*TASK BRIEF*:
Copy out every line of the material below that contains the string "green", matching case exactly.

*INPUT MATERIAL*:
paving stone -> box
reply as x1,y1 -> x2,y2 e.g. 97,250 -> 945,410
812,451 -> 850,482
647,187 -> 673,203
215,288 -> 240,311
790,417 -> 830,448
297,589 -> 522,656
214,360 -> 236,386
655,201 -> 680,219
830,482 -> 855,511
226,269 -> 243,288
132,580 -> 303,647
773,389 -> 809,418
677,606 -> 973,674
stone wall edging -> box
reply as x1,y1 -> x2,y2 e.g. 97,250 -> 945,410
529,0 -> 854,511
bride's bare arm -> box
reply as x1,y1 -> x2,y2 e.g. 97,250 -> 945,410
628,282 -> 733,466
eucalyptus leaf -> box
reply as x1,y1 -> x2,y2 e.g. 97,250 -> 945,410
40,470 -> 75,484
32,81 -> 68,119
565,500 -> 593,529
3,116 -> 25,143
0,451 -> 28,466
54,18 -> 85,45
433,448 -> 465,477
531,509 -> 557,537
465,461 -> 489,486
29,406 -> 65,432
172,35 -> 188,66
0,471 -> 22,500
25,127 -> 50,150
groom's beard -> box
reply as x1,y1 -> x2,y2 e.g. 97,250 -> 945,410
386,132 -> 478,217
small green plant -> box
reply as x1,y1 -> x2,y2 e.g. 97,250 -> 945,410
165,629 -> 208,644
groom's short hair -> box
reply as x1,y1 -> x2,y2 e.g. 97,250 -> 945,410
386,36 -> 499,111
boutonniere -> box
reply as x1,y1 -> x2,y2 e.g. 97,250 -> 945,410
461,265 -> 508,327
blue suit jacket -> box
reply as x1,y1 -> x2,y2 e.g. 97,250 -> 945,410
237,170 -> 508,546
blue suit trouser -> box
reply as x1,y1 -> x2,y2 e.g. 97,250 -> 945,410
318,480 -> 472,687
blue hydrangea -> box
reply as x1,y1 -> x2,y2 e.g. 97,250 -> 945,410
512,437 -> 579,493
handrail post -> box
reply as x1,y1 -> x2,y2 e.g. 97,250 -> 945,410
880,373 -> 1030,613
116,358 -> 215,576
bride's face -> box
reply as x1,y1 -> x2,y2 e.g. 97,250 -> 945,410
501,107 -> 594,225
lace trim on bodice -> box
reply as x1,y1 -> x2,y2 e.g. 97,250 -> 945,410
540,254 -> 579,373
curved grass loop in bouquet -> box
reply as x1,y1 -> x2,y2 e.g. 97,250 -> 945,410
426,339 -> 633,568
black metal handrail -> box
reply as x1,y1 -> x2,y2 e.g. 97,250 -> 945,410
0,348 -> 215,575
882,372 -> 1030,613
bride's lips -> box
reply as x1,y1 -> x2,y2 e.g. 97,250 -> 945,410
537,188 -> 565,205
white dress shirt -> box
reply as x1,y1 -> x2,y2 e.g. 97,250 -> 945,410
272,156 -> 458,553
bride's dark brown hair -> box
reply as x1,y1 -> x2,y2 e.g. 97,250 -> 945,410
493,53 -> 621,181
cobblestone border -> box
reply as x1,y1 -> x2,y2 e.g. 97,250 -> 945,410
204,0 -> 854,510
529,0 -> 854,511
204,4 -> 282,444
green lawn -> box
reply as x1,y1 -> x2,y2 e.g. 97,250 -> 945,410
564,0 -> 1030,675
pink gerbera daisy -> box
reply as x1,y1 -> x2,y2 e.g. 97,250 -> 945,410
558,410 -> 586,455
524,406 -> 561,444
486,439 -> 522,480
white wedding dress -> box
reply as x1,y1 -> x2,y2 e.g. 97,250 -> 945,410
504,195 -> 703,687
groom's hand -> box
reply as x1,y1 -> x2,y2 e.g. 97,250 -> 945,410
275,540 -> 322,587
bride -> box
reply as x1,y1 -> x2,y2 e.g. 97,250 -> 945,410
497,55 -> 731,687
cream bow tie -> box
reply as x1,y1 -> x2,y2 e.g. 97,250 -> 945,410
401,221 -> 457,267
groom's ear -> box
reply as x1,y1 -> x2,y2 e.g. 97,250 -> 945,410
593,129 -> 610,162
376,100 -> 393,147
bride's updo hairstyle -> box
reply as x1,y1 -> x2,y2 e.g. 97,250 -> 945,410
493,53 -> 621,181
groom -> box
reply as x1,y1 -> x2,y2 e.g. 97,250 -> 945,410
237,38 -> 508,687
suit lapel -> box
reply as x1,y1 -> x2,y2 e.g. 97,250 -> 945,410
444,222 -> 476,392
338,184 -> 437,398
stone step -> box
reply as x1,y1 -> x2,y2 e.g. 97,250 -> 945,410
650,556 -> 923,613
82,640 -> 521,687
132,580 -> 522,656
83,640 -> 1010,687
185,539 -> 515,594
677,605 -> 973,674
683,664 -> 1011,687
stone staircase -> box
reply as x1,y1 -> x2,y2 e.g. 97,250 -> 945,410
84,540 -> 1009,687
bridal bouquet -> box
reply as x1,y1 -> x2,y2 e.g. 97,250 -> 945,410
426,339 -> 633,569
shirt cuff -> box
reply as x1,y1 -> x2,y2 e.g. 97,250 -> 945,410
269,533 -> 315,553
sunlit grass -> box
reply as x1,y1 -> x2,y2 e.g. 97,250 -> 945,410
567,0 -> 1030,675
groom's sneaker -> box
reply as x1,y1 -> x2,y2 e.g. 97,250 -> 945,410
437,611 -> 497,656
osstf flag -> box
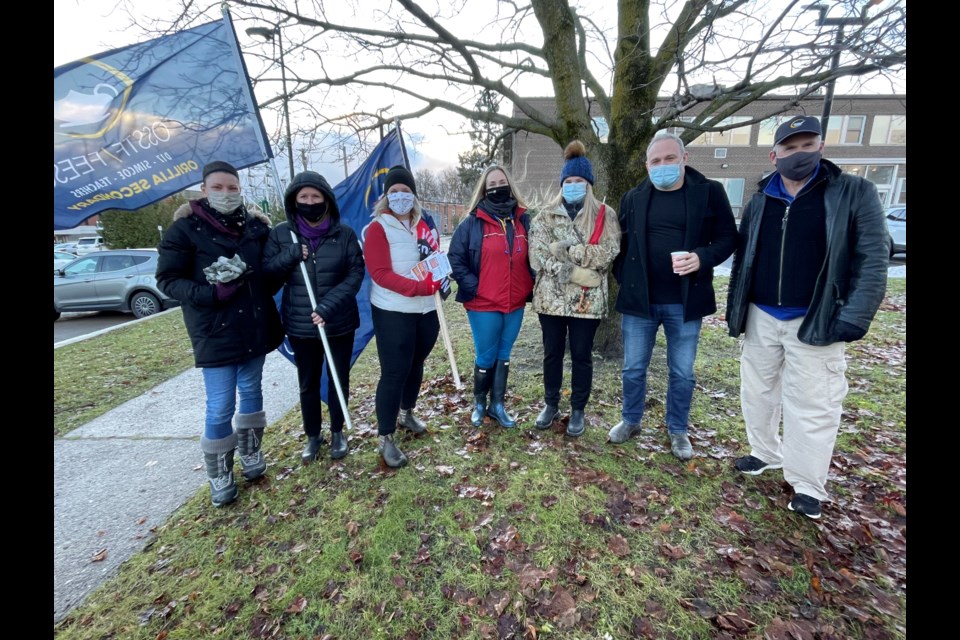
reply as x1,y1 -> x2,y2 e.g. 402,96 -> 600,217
276,125 -> 409,402
53,12 -> 272,229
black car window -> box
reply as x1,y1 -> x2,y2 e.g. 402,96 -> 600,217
100,255 -> 134,273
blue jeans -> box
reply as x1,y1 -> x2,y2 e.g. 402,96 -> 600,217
620,304 -> 703,432
467,307 -> 523,369
201,356 -> 266,440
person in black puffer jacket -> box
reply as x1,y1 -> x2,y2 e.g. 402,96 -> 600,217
264,171 -> 364,464
157,161 -> 283,507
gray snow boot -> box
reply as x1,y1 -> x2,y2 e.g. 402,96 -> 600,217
378,433 -> 407,469
234,411 -> 267,480
397,408 -> 427,433
200,433 -> 237,507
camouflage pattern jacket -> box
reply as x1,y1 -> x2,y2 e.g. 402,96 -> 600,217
530,205 -> 620,318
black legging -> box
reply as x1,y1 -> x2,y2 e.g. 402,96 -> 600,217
289,331 -> 354,437
371,306 -> 440,436
537,313 -> 600,410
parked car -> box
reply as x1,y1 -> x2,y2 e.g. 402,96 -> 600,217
77,236 -> 107,256
887,207 -> 907,258
53,249 -> 180,320
53,251 -> 77,271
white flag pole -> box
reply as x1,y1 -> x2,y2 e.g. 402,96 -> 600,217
290,229 -> 353,431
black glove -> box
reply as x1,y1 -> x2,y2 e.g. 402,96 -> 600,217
836,320 -> 867,342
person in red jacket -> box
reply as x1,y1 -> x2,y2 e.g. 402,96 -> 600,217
448,165 -> 534,428
361,166 -> 446,467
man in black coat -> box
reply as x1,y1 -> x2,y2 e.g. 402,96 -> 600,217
727,116 -> 889,519
609,131 -> 737,460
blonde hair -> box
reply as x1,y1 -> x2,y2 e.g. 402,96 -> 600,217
467,164 -> 527,211
547,182 -> 620,249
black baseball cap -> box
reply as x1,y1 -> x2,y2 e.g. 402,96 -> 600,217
773,116 -> 823,145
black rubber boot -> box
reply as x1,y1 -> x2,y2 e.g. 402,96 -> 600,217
379,433 -> 407,469
470,364 -> 493,427
200,433 -> 237,507
330,431 -> 350,460
300,436 -> 327,464
487,360 -> 517,429
234,411 -> 267,480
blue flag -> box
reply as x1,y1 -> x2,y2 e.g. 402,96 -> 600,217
275,125 -> 409,404
53,12 -> 273,229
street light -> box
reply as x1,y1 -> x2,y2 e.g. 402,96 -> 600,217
247,26 -> 294,182
806,0 -> 880,137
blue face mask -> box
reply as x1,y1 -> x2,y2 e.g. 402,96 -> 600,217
561,182 -> 587,204
650,164 -> 680,189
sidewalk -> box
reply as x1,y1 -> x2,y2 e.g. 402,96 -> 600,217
53,351 -> 300,623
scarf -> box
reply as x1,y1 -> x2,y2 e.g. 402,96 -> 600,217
295,215 -> 333,252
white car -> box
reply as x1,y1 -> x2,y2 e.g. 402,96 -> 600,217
887,207 -> 907,258
77,236 -> 107,256
53,251 -> 77,271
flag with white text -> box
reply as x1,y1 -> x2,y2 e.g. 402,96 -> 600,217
53,13 -> 273,229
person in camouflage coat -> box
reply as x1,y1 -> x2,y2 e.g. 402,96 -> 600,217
530,140 -> 620,438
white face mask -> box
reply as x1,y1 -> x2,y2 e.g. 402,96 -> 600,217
387,191 -> 416,216
207,191 -> 243,213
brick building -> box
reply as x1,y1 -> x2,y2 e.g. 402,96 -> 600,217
507,95 -> 907,218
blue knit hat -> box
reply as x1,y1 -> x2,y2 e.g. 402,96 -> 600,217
560,140 -> 593,184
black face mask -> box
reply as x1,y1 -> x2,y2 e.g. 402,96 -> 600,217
777,151 -> 820,181
487,185 -> 510,204
297,202 -> 327,222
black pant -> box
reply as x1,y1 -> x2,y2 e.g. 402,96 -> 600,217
371,306 -> 440,436
537,313 -> 600,410
289,331 -> 354,437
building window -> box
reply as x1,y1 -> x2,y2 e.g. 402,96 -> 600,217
893,178 -> 907,206
757,116 -> 794,149
824,115 -> 867,144
690,116 -> 751,147
711,178 -> 745,218
870,116 -> 907,145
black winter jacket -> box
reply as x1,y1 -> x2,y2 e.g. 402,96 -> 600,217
263,171 -> 365,338
157,200 -> 283,367
613,167 -> 737,322
727,160 -> 890,346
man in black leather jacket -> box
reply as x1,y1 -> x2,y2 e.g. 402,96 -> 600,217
727,116 -> 889,519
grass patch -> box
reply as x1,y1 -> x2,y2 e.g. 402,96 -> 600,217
55,278 -> 906,640
53,308 -> 193,438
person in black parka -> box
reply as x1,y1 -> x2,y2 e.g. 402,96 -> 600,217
157,161 -> 283,507
264,171 -> 364,464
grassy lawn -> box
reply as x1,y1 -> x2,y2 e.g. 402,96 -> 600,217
55,278 -> 906,640
53,308 -> 193,437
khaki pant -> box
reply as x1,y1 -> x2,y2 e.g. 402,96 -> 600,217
740,304 -> 847,501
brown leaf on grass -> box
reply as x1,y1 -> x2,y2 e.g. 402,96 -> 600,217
283,596 -> 307,613
517,564 -> 557,590
763,618 -> 816,640
713,507 -> 750,535
607,533 -> 630,558
659,542 -> 690,560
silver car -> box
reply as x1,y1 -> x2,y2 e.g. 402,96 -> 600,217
53,249 -> 179,320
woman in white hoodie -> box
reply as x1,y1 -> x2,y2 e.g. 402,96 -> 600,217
363,166 -> 441,467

*EXERCISE RESULT*:
small green plant -> box
green lawn -> box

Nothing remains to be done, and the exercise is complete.